**Work to complete**
Write out every entry exactly as it stands.

**Dataset content**
• • • • • • •

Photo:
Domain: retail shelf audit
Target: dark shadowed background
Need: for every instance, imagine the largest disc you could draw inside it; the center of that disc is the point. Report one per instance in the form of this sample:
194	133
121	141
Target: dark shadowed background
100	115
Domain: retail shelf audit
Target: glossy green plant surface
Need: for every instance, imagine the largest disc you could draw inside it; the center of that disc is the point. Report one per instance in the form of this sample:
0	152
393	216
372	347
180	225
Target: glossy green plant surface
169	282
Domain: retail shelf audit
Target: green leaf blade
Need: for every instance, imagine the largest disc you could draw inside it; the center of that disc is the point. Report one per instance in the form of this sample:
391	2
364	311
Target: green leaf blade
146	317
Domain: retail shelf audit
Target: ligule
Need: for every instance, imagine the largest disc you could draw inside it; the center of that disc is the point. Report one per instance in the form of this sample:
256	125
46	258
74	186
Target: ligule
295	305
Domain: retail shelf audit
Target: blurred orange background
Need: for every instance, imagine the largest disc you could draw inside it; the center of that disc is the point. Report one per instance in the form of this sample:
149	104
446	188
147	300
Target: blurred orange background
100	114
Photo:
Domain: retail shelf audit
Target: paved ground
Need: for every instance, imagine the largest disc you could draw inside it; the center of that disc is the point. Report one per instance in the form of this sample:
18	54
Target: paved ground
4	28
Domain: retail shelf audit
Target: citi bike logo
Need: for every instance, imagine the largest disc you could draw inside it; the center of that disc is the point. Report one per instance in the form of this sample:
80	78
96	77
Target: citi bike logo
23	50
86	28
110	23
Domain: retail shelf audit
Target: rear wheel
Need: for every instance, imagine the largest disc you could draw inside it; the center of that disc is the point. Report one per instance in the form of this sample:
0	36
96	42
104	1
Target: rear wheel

• • • • • • •

**Response area**
Photo:
Domain: retail shelf audit
Target: dark shadowed background
Need: for every instance, imagine the largest disc you could draw inside it; the center of that disc is the point. Report one per instance in the form of this sample:
194	133
121	141
Target: dark shadowed background
100	115
Domain: retail shelf audit
Target: glossy green plant surface
Need: for every instance, imagine the largest disc you could draw inside it; the center of that disc is the point. Report one per instance in the form of this sample:
0	152
393	216
372	347
180	225
Target: glossy green plant surface
169	282
Domain: retail shelf audit
Target: green leaf blade
Need: for every instance, imagine the largest disc you could draw inside it; the center of that disc is the point. Report one per instance in the form of this sample:
391	2
364	311
Target: green leaf blade
146	317
Domain: retail shelf audit
Target: ligule
Need: for every instance, imagine the largest disc you could draw inside it; the center of that disc is the point. Report one per instance in the form of this sample:
256	125
46	258
74	186
Target: ligule
295	305
Domain: retail shelf audit
Target: blurred orange background
Need: for every instance, imagine the largest disc you could draw inside it; the center of that disc is the point. Report one per instance in the form of this sample:
149	104
446	188
147	300
Target: blurred orange background
100	114
Photo:
Domain: retail shelf audit
Target: paved ground
Need: for every instance, imagine the largest disc you could draw inside it; the center of that disc is the point. Report one per instance in the form of this sample:
18	54
Target: paved ground
4	28
Domain: retail shelf audit
Target: citi bike logo
Need: for every instance, imagine the largest disc you could draw inside it; the center of that disc is the point. Report one per instance in the form of this sample:
80	78
96	77
Target: citi bike logo
23	50
86	28
110	23
Domain: retail shelf audit
Target: rear wheel
Need: for every instance, imagine the largest disc you could draw inside it; the center of that disc is the point. Report one per instance in the form of this sample:
0	36
96	42
104	1
Target: rear wheel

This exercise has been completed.